Written instruction:
Reproduce the full listing that appears beneath this instruction exactly.

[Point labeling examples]
# # # # #
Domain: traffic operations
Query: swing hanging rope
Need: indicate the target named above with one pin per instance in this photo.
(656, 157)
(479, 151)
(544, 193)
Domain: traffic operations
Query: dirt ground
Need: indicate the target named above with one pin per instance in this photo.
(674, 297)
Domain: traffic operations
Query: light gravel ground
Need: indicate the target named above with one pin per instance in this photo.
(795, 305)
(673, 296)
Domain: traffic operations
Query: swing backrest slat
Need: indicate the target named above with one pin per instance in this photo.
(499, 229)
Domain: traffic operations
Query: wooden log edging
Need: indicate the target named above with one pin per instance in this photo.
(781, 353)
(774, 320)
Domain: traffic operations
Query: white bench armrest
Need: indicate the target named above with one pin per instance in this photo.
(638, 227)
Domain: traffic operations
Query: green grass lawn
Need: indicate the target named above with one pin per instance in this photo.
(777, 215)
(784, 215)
# # # # #
Exercise output:
Domain: traffic operations
Query: swing hanging rope
Need: indicate the target named above with one pin per instance in this photo.
(656, 157)
(479, 151)
(544, 193)
Domain: traffic operations
Query: dirt ground
Need: indicate the target named above with one pin per instance in this photo.
(674, 297)
Domain: traffic operations
Query: light gravel ground
Need: indicate the target named above with one pin per instance in this photo.
(795, 305)
(673, 296)
Domain: traffic operations
Query: swing backrest slat
Need: indicate the target named above with one pin per instance in this photo.
(499, 229)
Domain: traffic operations
Query: wooden log edging
Need: indicate the target named above with one pin per instance in this photo.
(781, 353)
(774, 320)
Domain: traffic operations
Query: white bench armrest
Need: indicate the target named above with one pin per instance in this photo.
(638, 227)
Domain: traffic operations
Query: green grass lawn
Need: indicate the target named above with one pin per instance in this photo.
(777, 215)
(784, 215)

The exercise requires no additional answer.